> _TEXT EXTRACT_:
UIDs below 10,000 are a security risk on several systems, because if someone does manage to escalate privileges outside the Docker container their Docker container UID may overlap with a more privileged system user's UID granting them additional permissions. For best security, always run your processes as a UID above 10,000.

Good:

RUN groupadd -g 10001 appuser && \
    useradd -u 10001 -g appuser appuser

Bad:

RUN groupadd -g 100 appuser && \
    useradd -u 100 -g appuser appuser

9. Use static UID and GID

  • Files and directories on a Linux system are associated with specific UIDs and GIDs, which determine who can read, write, or execute them (rwx).
  • When a Docker container creates or manipulates files on a shared volume or directly on the host filesystem, the files are owned by the UID/GID of the container process that created them.
  • If the container uses dynamically assigned UIDs/GIDs (the default), the container’s UID/GID could vary between builds or deployments.
  • This variation in UIDs/GIDs makes it harder to manage file ownership consistently, especially when these files need to be accessed or modified on the host system.

Good:

ARG UID=10001
ARG GID=10001

RUN groupadd -g $GID appuser && \
    useradd -u $UID -g appuser appuser

Bad:

RUN adduser --system appuser  # Random UID/GID assigned

10. Use multi-staged builds to reduce the final image size

Multi-stage builds are a powerful technique to create smaller, more secure Docker images by separating build-time dependencies from runtime requirements.
Assume we have:

├── app.py              # Main application code
├── requirements.txt    # Dependencies
└── .gitignore

NOTE: requirements.txt should have dependencies versions pinned ex. requests==2.31.0

Good: Single-Stage Build Simple. Includes all build tools and dependencies in the final image, resulting in a larger final image size.

FROM python:3.12-slim
WORKDIR /app

COPY requirements.txt .
RUN pip install --no-cache-dir -r requirements.txt

COPY . .
CMD ["python", "app.py"]

🔥✅ Better: Multi-Stage Build Uses two stages, in the first stage builder installs dependencies in virtual env, while in the second runner stage copies only the necessary files.

Why use a virtual environment?
In multi-stage builds, we need to copy dependencies from the builder to the final runner stage. By default when installing Python packages they and related files are installed in various places. By using virtual env we know exactly where those dependancies are located and therefore copying them over from one stage to another is a simpler task. Read more

FROM python:3.12-slim as builder

WORKDIR /app
# Create virtual env in /opt/venv which isolated Python packages from the system Python
RUN python3 -m venv /opt/venv
# Modifies PATH and puts the venv bin directory as first in PATH
ENV PATH="/opt/venv/bin:$PATH"

COPY requirements.txt .
RUN pip install --no-cache-dir -r requirements.txt

FROM python:3.12-slim as runner

# Copy venv installed packages from builder to runner stage
COPY --from=builder /opt/venv /opt/venv
# Adds venv to PATH in runner stage
ENV PATH="/opt/venv/bin:$PATH"

WORKDIR /app
COPY . .

> _WRITTEN TASKS_:
• A. In the Docker text, what UID should processes run above for best security?
• B. Do these statements agree with the Docker text? Answer yes or no for each, quoting the words that decide it.
(i) Dynamically assigned UIDs/GIDs are the default for a container.
(ii) The single-stage build produces a smaller final image.
(iii) The builder stage creates a virtual environment in /opt/venv.
• C. Print the Docker text between "RUN groupadd -g 100 appuser" and "that created them.", inclusive.

> _SUPPLIED RECORDS_:
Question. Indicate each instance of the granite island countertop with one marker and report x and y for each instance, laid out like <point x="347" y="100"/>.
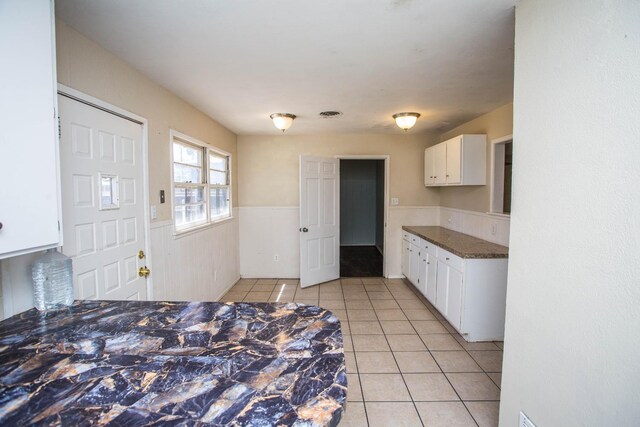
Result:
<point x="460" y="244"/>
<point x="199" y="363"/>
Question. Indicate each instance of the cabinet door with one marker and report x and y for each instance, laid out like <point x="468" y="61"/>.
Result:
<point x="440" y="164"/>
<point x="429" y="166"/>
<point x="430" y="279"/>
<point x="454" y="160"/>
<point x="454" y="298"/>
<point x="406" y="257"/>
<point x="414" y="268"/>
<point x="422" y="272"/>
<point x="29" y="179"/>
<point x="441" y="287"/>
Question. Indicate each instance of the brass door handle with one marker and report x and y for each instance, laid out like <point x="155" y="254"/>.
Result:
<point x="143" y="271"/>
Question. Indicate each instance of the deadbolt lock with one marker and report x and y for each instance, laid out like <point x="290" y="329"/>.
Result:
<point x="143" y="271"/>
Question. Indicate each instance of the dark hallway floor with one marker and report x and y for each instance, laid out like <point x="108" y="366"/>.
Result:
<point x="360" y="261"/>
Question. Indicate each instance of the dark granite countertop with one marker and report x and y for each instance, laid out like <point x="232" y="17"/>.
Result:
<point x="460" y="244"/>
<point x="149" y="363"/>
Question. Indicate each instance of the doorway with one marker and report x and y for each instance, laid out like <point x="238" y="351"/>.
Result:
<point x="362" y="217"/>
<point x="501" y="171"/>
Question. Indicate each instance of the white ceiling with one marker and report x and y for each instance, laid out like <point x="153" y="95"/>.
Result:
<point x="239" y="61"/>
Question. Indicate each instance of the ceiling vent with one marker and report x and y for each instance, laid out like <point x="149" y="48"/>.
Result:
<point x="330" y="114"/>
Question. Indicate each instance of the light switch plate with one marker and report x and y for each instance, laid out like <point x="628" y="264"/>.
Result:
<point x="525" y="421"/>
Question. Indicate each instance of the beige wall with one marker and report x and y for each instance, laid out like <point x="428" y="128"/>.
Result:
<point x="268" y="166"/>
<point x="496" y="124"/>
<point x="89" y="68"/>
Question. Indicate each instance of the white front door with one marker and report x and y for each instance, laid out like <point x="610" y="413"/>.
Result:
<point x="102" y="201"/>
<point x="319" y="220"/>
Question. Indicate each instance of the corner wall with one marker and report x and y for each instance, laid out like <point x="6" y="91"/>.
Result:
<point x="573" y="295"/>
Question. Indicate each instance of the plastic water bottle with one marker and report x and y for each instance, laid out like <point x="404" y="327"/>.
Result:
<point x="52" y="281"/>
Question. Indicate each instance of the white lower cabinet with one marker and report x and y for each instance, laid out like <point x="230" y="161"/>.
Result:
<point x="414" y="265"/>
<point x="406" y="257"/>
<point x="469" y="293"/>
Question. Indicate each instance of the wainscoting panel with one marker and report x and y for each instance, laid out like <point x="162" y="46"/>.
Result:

> _THE REPLIES_:
• A. Above 10,000.

• B.
(i) Yes: "If the container uses dynamically assigned UIDs/GIDs (the default)"
(ii) No: "resulting in a larger final image size"
(iii) Yes: "RUN python3 -m venv /opt/venv"

• C.
RUN groupadd -g 100 appuser && \
    useradd -u 100 -g appuser appuser

9. Use static UID and GID

  • Files and directories on a Linux system are associated with specific UIDs and GIDs, which determine who can read, write, or execute them (rwx).
  • When a Docker container creates or manipulates files on a shared volume or directly on the host filesystem, the files are owned by the UID/GID of the container process that created them.